TEXTO ORIGINAL:
• • • • •
Riñoneras y turismo de clase

A principios de 2017, los escaparates de las tiendas de lujo se llenaron de un complemento que hasta entonces solo habíamos visto en los mercadillos: las riñoneras. Aquella prenda que todos asociábamos con los barrios de clase baja pasaba a ser un complemente de lujo que marcas como Gucci o Channel te vendían por 800 euros. Lo que antes se despreciaba como signo de pobreza y marginalidad se había convertido en un objeto deseable para las clases altas y en un símbolo de estatus. Después, marcas generalistas como Zara o H&M solo tenían que copiarlo y venderlo de forma masiva.

Esto ya había sucedido antes con otras prendas, como las botas Dr. Martens o los pantalones cargo, pero ahora se enmarcaba en un fenómeno más amplio. La industria de la moda no solo lanzaba una determinada prenda al mercado, sino que copiaba toda una estética que hasta entonces se había asociado con los barrios pobres. La riñonera se unía al chándal, la cadena de oro, las uñas postizas, el estampado de leopardo, las rayas de los ojos marcadas o las zapatillas de deporte. La estética que se asociaba con los chavales de barrio se había convertido en la última moda.
• • • • •
LISTADO:
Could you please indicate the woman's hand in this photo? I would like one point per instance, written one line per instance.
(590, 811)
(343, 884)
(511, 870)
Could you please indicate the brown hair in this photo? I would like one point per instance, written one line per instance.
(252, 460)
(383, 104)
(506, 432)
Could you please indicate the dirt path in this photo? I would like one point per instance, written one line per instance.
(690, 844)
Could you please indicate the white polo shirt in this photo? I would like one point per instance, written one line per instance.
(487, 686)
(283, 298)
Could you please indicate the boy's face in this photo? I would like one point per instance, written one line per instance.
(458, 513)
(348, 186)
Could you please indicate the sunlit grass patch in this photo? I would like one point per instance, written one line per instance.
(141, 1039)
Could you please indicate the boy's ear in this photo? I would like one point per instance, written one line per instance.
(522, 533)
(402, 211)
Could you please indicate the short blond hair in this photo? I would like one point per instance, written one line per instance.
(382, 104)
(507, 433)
• • • • •
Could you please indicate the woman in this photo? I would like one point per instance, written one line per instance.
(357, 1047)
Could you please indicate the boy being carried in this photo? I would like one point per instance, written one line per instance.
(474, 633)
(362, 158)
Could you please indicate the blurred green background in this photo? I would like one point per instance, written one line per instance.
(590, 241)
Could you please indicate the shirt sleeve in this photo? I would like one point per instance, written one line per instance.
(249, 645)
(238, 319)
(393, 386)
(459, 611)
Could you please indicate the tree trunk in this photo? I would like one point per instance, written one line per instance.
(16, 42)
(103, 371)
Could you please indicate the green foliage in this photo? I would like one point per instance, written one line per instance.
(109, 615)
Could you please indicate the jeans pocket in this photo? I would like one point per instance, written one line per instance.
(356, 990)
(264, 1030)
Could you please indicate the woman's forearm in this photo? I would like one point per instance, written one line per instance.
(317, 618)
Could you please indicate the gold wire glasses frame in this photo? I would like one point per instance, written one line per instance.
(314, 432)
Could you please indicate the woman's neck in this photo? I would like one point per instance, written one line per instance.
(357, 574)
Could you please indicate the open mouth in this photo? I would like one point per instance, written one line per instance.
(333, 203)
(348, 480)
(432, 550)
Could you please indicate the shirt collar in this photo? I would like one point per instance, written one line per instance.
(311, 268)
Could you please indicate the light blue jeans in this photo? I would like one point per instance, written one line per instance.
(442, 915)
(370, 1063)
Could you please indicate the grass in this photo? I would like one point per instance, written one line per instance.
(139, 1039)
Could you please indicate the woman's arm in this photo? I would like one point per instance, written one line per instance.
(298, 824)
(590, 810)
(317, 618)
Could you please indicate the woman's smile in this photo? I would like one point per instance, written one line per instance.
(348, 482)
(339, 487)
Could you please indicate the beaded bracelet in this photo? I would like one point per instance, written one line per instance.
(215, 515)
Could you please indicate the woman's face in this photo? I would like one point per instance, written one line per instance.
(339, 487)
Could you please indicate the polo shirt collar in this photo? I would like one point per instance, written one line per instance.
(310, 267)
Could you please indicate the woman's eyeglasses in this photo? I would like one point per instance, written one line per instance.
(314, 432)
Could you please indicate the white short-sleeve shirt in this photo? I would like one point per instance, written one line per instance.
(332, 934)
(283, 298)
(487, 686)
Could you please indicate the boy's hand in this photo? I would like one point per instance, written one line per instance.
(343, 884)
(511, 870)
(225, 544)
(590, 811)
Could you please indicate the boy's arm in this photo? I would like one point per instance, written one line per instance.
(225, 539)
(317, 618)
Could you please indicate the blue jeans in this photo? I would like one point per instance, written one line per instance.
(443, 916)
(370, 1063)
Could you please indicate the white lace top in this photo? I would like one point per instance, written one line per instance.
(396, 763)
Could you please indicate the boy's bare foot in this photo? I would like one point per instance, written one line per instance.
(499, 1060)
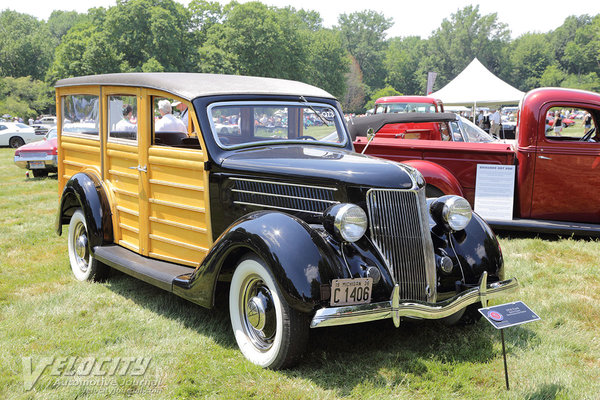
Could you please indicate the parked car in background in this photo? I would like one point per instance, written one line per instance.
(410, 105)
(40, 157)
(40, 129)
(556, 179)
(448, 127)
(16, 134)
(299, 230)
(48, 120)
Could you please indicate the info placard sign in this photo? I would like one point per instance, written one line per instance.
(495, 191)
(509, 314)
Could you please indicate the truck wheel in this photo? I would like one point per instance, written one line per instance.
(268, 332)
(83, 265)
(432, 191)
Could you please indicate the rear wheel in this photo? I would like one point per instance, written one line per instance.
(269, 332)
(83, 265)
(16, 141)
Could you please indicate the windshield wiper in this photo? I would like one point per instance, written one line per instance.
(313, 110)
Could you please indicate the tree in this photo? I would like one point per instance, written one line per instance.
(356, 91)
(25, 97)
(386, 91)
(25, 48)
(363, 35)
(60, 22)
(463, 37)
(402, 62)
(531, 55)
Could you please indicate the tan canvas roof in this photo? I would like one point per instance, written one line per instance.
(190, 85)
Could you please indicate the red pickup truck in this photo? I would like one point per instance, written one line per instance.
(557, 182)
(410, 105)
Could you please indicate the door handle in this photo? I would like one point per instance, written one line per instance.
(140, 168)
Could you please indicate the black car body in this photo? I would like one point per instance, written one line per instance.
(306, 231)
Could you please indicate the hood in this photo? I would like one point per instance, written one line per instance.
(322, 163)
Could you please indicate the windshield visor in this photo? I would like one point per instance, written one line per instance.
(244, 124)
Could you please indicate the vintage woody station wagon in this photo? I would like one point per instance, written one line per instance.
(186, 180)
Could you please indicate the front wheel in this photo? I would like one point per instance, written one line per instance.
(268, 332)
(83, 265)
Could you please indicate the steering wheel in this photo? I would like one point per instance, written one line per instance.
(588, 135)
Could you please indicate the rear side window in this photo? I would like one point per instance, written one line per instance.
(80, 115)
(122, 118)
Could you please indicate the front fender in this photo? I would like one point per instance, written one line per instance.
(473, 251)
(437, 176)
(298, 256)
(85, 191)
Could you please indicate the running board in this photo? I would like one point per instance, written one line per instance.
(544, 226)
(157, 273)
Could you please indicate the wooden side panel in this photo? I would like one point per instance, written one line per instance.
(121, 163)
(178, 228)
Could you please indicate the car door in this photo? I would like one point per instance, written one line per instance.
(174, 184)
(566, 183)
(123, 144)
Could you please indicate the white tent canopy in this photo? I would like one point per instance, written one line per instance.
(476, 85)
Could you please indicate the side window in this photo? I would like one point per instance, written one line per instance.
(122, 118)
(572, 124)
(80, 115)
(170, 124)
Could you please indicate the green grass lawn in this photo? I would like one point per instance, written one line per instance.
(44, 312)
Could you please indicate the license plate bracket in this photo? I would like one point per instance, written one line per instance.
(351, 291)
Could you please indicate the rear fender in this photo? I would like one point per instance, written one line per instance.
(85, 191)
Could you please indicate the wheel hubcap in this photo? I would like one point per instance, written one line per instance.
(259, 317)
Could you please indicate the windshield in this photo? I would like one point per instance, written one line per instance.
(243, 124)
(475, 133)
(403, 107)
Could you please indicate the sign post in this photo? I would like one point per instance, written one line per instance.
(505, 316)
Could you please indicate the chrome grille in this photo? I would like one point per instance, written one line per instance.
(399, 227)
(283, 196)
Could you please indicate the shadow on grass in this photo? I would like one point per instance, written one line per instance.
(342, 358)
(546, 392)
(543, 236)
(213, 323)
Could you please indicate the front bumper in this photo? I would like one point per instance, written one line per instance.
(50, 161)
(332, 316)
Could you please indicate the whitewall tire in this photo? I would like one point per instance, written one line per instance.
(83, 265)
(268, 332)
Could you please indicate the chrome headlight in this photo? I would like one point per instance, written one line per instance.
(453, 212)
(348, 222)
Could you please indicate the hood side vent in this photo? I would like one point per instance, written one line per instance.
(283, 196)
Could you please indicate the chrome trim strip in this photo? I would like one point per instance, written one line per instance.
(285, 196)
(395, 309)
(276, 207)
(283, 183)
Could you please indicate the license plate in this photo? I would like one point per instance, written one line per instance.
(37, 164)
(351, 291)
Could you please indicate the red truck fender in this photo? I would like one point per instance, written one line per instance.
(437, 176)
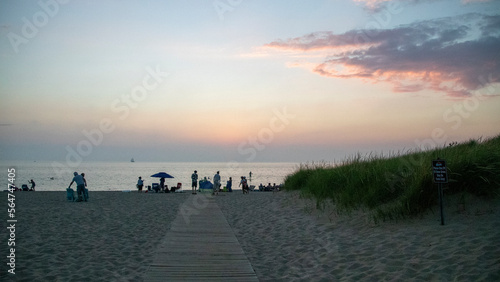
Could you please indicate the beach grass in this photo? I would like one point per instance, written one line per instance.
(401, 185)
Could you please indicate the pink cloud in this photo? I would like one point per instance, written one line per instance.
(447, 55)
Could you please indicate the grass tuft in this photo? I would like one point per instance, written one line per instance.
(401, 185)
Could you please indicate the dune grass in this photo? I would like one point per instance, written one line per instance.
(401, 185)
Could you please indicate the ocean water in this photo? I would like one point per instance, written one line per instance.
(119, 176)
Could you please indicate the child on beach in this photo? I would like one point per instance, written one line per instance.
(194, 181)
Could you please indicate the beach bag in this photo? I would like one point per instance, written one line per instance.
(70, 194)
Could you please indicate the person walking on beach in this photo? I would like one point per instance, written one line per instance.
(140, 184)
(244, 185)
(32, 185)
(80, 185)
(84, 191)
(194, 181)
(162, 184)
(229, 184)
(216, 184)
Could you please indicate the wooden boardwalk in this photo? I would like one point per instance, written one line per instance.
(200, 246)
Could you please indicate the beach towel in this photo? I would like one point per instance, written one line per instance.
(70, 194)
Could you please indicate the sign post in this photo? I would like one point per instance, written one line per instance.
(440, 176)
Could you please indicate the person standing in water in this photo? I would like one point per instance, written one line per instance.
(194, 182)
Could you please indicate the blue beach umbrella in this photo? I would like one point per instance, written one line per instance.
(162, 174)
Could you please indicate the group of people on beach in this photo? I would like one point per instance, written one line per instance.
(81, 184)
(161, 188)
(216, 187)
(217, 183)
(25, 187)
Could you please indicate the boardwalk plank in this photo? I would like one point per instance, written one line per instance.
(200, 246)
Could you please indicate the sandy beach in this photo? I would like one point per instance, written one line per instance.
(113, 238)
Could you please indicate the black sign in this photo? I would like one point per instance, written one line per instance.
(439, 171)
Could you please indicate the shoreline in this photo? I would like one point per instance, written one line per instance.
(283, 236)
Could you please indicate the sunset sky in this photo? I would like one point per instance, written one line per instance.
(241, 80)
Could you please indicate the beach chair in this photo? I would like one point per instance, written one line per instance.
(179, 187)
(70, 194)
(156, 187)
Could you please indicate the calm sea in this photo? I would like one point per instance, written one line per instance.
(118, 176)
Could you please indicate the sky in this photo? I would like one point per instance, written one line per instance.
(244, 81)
• • • • •
TAREAS:
**a.** Copia del texto sobre las riñoneras el trozo que va desde "Esto ya había" hasta "la última moda.", ambos incluidos.
**b.** Di si cada frase coincide con el texto sobre las riñoneras, respondiendo sí o no y citando literalmente las palabras del texto que lo deciden: (i) Las riñoneras llegaron a los escaparates de las tiendas de lujo a principios de 2017. (ii) Zara y H&M sacaron la moda de las riñoneras antes que las marcas de lujo. (iii) El estampado de leopardo está entre las cosas de la estética de barrio que adoptó la moda.
Las entradas no tienen ninguna relación con el texto.

RESPUESTAS RESUELTAS:
**a.**
Esto ya había sucedido antes con otras prendas, como las botas Dr. Martens o los pantalones cargo, pero ahora se enmarcaba en un fenómeno más amplio. La industria de la moda no solo lanzaba una determinada prenda al mercado, sino que copiaba toda una estética que hasta entonces se había asociado con los barrios pobres. La riñonera se unía al chándal, la cadena de oro, las uñas postizas, el estampado de leopardo, las rayas de los ojos marcadas o las zapatillas de deporte. La estética que se asociaba con los chavales de barrio se había convertido en la última moda.

**b.**
(i) Sí: "A principios de 2017, los escaparates de las tiendas de lujo se llenaron de un complemento que hasta entonces solo habíamos visto en los mercadillos: las riñoneras."
(ii) No: "Después, marcas generalistas como Zara o H&M solo tenían que copiarlo y venderlo de forma masiva."
(iii) Sí: "La riñonera se unía al chándal, la cadena de oro, las uñas postizas, el estampado de leopardo, las rayas de los ojos marcadas o las zapatillas de deporte."